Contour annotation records

·····

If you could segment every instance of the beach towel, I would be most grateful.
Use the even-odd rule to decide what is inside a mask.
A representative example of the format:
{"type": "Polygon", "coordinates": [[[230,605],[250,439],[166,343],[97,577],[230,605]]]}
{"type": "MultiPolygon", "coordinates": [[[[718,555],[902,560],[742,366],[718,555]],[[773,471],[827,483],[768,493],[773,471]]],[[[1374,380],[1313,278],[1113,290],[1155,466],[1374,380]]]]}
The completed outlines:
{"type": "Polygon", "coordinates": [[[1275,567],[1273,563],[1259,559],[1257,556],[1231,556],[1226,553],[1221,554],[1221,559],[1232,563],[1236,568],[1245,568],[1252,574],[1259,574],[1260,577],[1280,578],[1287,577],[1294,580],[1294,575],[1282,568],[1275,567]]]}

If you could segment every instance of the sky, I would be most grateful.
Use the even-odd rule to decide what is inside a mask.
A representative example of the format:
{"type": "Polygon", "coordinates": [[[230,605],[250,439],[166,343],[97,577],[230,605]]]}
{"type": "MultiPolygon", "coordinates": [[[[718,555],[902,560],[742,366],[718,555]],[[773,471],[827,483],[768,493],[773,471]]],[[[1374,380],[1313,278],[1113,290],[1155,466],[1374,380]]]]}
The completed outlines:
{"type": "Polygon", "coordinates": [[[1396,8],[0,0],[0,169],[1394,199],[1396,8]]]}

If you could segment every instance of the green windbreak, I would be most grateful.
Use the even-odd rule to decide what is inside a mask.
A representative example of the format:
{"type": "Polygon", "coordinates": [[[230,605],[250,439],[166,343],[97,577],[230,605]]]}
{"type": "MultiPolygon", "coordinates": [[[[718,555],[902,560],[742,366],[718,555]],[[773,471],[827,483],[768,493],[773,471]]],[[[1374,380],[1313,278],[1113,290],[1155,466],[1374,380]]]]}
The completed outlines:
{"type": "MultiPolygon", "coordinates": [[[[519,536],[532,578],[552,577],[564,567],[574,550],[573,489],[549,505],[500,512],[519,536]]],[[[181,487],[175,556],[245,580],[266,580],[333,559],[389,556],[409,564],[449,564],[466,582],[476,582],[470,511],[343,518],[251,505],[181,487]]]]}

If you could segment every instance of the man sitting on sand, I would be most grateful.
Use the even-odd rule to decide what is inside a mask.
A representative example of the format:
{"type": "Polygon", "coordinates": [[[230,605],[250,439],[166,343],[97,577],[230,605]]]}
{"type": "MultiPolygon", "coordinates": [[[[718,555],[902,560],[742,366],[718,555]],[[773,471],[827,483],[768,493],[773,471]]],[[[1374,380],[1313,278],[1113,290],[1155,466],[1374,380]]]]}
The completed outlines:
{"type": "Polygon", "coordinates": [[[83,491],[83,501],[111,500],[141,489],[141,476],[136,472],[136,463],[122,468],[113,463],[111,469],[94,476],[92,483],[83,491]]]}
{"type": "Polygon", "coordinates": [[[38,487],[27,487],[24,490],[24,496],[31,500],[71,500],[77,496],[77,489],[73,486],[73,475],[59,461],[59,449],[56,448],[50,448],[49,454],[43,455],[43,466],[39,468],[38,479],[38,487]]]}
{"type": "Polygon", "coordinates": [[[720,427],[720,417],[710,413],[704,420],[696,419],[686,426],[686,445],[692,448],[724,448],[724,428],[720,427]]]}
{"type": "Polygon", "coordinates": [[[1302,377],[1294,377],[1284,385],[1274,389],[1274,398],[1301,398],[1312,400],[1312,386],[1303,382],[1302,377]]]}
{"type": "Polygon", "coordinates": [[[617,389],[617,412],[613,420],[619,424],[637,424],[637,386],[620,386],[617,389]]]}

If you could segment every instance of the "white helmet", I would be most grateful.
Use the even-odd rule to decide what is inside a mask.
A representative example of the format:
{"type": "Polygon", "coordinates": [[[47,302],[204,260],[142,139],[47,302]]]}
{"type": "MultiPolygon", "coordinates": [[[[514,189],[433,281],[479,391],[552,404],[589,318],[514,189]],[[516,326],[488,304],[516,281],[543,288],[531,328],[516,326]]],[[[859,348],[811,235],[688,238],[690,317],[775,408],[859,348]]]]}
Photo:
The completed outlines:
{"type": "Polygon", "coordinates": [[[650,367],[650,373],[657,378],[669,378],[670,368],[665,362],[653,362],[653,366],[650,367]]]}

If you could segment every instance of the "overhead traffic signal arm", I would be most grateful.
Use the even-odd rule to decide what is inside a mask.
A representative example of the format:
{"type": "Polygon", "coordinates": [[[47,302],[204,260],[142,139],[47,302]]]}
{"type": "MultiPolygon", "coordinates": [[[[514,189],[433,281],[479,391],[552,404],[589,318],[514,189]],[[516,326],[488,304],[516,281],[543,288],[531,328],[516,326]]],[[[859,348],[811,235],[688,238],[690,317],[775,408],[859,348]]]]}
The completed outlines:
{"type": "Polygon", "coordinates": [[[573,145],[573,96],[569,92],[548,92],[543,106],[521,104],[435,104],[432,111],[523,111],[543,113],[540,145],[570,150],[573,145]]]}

·····

**Set problem**
Locate each line in the entries above that contains the word "could" and copy those lines.

**Written solution**
If you could segment every instance of the beach towel, I would be most grateful.
If you could segment every instance of the sky, I would be most grateful.
If you could segment every instance of the green windbreak, I would be most grateful.
If you could segment every instance of the man sitting on sand, I would be most grateful.
If you could segment every instance of the "white helmet", I would be most grateful.
If you could segment every instance of the "overhead traffic signal arm", I would be most grateful.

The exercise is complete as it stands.